[start]

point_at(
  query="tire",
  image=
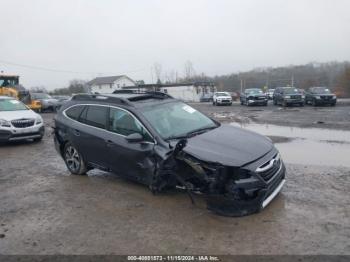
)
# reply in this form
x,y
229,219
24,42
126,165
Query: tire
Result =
x,y
38,139
73,160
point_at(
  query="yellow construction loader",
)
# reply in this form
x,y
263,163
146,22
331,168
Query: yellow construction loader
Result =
x,y
9,86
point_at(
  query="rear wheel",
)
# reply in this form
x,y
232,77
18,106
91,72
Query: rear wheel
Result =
x,y
73,160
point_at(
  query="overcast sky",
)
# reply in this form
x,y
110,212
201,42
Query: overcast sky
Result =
x,y
110,37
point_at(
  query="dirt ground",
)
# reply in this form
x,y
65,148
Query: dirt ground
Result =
x,y
44,210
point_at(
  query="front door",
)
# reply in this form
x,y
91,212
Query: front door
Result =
x,y
132,159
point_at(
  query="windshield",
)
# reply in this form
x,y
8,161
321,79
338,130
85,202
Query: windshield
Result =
x,y
11,105
8,81
291,91
254,91
222,94
176,119
40,96
321,90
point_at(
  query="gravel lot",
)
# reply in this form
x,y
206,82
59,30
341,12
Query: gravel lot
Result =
x,y
44,210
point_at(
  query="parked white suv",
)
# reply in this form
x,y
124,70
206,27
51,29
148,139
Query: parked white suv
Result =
x,y
222,98
18,122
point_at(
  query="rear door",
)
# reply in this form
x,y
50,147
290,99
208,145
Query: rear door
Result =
x,y
132,159
89,135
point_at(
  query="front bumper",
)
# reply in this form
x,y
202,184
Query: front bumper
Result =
x,y
323,101
257,101
261,194
224,102
291,101
18,134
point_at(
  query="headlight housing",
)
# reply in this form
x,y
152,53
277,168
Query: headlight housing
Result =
x,y
5,123
38,120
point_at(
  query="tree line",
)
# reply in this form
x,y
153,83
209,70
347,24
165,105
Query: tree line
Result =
x,y
335,75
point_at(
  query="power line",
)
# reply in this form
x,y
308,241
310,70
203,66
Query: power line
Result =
x,y
62,71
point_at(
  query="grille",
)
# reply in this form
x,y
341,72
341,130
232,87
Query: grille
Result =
x,y
22,123
270,168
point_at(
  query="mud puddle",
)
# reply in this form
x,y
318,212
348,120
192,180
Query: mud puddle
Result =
x,y
307,146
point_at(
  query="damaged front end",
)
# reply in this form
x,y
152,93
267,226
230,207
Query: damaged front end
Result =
x,y
228,190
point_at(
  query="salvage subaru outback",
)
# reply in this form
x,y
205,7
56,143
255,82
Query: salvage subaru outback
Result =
x,y
164,143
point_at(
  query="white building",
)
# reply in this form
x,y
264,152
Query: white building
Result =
x,y
193,92
108,84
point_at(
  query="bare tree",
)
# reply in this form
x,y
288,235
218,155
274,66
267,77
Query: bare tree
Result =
x,y
189,70
157,69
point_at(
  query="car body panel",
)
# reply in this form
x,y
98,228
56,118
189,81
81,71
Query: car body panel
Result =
x,y
253,98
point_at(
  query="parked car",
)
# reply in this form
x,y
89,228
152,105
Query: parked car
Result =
x,y
206,98
164,143
269,93
222,98
320,96
18,122
253,96
61,99
47,102
287,96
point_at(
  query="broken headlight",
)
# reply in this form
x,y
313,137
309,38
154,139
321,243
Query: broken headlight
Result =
x,y
5,123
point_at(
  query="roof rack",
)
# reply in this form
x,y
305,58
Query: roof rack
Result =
x,y
143,94
105,98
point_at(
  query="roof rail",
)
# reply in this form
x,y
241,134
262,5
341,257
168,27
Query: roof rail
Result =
x,y
154,94
95,97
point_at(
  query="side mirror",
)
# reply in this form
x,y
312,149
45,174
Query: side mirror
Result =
x,y
134,138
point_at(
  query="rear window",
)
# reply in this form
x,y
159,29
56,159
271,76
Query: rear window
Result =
x,y
11,105
74,112
94,116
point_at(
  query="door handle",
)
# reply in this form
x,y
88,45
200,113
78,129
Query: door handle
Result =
x,y
76,132
110,143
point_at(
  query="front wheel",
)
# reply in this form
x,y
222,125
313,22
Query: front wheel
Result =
x,y
73,160
38,139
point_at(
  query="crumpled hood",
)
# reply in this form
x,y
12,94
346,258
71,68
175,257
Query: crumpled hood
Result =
x,y
12,115
324,94
224,97
228,145
50,101
256,95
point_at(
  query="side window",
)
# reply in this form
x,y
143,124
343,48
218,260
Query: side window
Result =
x,y
74,112
123,123
94,116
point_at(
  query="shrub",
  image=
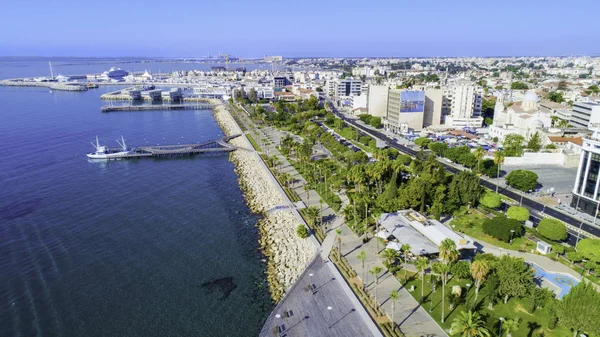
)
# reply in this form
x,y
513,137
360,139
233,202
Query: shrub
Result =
x,y
522,179
552,229
500,227
491,200
302,232
589,249
518,213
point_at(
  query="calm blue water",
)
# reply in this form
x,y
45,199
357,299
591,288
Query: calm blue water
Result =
x,y
33,67
125,248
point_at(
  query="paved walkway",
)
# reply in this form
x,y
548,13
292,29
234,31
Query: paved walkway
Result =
x,y
329,309
412,319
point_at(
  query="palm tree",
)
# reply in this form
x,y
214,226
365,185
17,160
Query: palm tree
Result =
x,y
448,254
405,248
421,265
306,189
469,324
479,153
313,214
362,256
394,296
511,325
375,272
479,271
498,160
339,240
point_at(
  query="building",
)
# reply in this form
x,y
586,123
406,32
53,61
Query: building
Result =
x,y
587,182
405,111
582,113
462,101
523,118
433,107
377,100
281,81
344,87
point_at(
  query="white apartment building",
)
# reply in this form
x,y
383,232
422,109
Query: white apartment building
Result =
x,y
344,87
462,101
583,113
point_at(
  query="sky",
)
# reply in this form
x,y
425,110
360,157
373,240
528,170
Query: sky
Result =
x,y
326,28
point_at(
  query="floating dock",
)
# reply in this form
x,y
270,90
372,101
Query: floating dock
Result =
x,y
161,151
115,108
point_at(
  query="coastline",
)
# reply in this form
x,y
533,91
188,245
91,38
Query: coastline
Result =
x,y
287,254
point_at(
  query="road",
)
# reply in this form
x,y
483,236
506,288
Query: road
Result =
x,y
534,206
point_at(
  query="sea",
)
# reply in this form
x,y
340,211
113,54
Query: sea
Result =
x,y
147,247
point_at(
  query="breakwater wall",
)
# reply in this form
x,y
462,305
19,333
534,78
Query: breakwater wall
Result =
x,y
63,86
287,254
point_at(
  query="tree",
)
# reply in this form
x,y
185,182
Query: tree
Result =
x,y
500,227
422,141
575,310
479,153
511,325
362,256
513,145
438,147
589,249
469,324
302,232
518,213
375,272
479,272
523,180
448,254
535,142
519,86
552,229
421,265
252,95
562,85
498,160
555,96
491,200
394,296
405,248
461,269
515,276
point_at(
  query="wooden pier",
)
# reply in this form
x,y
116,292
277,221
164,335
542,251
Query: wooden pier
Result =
x,y
115,108
162,151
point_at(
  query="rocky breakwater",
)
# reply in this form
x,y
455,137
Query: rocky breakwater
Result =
x,y
64,86
288,255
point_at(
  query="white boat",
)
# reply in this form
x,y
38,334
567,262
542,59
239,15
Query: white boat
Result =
x,y
104,153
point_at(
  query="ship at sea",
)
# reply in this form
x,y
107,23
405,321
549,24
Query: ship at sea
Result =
x,y
104,153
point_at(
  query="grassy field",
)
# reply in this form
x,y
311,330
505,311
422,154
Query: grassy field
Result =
x,y
531,323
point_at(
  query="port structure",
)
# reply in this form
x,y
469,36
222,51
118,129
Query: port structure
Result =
x,y
218,146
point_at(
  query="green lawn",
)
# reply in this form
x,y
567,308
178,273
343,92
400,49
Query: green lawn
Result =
x,y
538,321
472,225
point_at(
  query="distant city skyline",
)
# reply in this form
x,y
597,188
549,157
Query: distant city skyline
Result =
x,y
311,28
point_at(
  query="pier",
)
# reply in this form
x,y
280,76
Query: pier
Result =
x,y
161,151
116,108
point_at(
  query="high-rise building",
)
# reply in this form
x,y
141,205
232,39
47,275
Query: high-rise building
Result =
x,y
586,191
377,100
583,113
405,110
433,107
344,87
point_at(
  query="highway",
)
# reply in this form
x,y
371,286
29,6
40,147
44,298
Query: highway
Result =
x,y
536,208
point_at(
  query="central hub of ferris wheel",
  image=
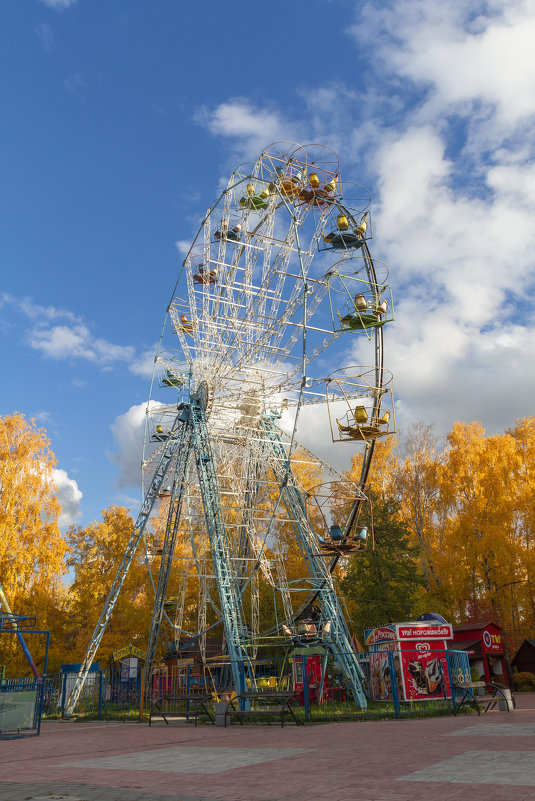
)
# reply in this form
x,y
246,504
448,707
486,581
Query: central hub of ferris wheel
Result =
x,y
279,270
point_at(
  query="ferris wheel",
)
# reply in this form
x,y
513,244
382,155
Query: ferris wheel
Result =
x,y
279,270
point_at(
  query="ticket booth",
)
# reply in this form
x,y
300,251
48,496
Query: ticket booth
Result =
x,y
483,642
413,655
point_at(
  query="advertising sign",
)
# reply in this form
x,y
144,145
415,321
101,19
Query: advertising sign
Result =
x,y
380,634
424,671
492,642
417,631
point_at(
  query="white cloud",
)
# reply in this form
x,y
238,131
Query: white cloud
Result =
x,y
69,496
441,123
61,334
128,430
251,127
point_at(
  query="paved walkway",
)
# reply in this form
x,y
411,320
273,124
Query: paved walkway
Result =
x,y
490,758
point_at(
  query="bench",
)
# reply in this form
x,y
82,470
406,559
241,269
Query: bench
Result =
x,y
183,706
263,703
494,693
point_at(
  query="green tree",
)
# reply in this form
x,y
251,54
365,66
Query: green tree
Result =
x,y
385,582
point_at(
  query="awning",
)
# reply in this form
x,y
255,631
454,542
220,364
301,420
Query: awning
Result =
x,y
472,647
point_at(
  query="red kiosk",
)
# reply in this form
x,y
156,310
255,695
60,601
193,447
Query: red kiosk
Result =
x,y
483,642
418,659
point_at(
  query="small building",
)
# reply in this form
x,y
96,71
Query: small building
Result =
x,y
483,642
524,659
413,655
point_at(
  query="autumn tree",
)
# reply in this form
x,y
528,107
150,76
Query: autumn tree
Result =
x,y
383,583
475,510
415,482
31,547
96,551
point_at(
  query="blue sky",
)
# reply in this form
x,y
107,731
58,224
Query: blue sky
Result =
x,y
119,121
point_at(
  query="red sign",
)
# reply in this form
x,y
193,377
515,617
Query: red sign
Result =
x,y
412,631
424,673
492,642
382,634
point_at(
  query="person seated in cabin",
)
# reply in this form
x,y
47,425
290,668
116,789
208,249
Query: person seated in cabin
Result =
x,y
315,193
185,324
159,435
171,380
254,200
233,235
203,276
366,314
345,238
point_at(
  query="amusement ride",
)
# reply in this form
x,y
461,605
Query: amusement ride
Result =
x,y
279,270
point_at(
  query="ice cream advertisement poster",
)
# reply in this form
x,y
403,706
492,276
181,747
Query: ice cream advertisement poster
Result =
x,y
425,672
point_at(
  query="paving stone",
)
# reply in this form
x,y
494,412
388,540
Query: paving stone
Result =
x,y
188,760
496,730
481,767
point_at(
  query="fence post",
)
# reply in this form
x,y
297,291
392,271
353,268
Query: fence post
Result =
x,y
99,710
306,697
142,694
394,683
452,688
63,690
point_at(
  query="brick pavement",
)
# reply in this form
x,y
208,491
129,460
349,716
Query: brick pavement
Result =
x,y
490,758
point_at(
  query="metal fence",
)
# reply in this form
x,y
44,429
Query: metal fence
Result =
x,y
20,707
396,685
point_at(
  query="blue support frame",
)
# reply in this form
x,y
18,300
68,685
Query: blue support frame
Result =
x,y
339,641
14,624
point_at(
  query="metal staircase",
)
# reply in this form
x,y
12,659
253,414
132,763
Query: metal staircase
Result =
x,y
235,631
174,440
169,544
338,641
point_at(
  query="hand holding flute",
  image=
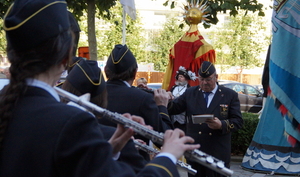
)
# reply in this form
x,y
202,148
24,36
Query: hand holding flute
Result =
x,y
190,151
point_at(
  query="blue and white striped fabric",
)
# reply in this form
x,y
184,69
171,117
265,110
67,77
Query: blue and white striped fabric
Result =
x,y
275,145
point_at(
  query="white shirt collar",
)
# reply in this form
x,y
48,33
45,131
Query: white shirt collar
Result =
x,y
214,90
44,86
125,82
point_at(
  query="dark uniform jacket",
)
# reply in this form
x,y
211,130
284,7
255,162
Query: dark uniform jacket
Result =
x,y
225,105
47,138
124,99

[end]

In the material above, find every line containing the word "floating" and copy each one. Match the word's capitalization exactly.

_Exercise solution_:
  query="floating dock",
Query: floating dock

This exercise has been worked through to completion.